- GIVEN TEXT -
▽

Friday, July 7th, 2017

Today I felt like everything I worked for at the hospital, it is just falling apart and I am drowning in my own desperate’s attempts to live. I feel ridiculized like no one will ever love or understand me, then again these days love is nothing but a joke to most people.

I do not get what people think is love, why do they make such big deal about it, and why do they always complicate things. Those past few days I have been talking to someone, I have known him since the begging of my school year and I never thought I would start to cultivate feelings for him, at least not the way I am. I do not trust many men, not since I was betrayed by those men who were supposed to love and care for me. But lucky for me, he says he is completely in love with another girl and that she is in love with him too, but instead of being with him, she is with another guy. Even with that, he is still waiting for her, in the shadows not allowing himself to be happy unless if is with her.

My mom says she is in love with this guy, and he says he is in love with her too but was he in love with her when he felt me up and rubbed himself against me?

When I was little my mom and my father promised to be at each other side, in health and sickness but when mom was gravely ill, my father cheated on her and left without saying goodbye. Was that love too?

△

- PROBLEM SET -
1. In the diary entry, what did the narrator's father do when the narrator's mother was gravely ill?
2. Write the next part of the diary entry dated Friday, July 7th, 2017, picking up after its last line.

- GIVEN RECORDS -
▽

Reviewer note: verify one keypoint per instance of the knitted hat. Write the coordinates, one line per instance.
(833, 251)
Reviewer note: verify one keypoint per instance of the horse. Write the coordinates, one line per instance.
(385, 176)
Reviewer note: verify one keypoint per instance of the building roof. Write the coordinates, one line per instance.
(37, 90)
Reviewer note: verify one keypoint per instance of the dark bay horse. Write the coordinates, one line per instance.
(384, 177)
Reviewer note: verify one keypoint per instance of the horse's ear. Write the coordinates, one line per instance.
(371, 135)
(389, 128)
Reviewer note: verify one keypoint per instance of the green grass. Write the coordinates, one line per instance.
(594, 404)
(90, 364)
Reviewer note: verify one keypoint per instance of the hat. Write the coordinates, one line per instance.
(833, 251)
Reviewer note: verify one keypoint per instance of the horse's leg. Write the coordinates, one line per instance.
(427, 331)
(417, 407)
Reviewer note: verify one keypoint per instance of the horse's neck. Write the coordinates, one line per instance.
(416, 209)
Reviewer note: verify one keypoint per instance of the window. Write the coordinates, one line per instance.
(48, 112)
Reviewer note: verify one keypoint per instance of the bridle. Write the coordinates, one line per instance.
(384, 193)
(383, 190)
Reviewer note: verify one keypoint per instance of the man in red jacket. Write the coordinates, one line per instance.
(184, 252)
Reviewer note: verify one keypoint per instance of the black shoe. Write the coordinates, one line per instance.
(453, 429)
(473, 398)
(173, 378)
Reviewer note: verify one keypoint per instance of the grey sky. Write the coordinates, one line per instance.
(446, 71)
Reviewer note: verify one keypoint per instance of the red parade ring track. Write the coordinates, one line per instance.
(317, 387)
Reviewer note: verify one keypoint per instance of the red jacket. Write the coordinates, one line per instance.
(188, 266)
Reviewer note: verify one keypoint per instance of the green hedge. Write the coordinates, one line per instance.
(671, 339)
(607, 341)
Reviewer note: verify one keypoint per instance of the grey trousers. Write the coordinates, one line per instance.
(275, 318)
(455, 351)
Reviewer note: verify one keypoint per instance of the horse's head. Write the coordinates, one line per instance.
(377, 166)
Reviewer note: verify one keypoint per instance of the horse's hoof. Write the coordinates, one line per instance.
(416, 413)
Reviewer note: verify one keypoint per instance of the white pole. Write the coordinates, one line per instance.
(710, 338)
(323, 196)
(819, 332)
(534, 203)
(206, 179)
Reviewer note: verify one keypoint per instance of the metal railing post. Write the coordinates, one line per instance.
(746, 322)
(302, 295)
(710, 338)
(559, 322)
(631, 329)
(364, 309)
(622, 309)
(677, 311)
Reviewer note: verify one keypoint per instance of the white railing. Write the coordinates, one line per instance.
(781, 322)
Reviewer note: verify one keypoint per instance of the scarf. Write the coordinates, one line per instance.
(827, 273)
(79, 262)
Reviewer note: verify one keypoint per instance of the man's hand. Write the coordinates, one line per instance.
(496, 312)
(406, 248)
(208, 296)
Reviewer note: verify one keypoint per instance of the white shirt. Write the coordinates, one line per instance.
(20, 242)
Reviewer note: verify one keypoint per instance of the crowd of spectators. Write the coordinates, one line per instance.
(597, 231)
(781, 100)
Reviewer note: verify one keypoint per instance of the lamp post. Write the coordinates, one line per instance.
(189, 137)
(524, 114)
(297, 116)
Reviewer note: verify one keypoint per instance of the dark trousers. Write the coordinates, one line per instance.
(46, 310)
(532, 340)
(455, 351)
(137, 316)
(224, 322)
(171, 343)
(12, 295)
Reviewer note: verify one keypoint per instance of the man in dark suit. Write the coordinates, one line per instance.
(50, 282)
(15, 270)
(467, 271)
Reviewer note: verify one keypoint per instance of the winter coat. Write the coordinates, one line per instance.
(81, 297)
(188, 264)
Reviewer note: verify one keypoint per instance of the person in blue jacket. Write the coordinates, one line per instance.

△

- ANSWERS TO THE EXERCISES -
1. He cheated on her and left without saying goodbye.

2.
When I was at the hospital for thirteen days, I met a boy and now he is the one who says he is in love with me, although he never met the real me, he just met some fragile victim who tried to kill herself because the past would not let her rest.

I think in today’s days love is being used as an excused to not be alone but not as a feeling anymore, when I came here to the United States and I met my aunt and my uncle, I, who never experienced love, understood a bit of this so mysterious feeling. 

I discovered that love is simple, love is about feeling happy when your spouse compliments your food and asks for more or being there for a hug when the person you love needs it. It is about feeling safe and not about feeling complete, because first for you feel the love you already need to be complete, just then you can choose someone to overflow your life.

Love is about saying “I love you”, every time you say goodbye because you are scared that those will be your last words to your partner. It is about sacrificing yourself to see the other person smile, it is all about showing that you care. 

Love does not have excuses, love is not about waiting and surely love is not about the future.

Love is about now.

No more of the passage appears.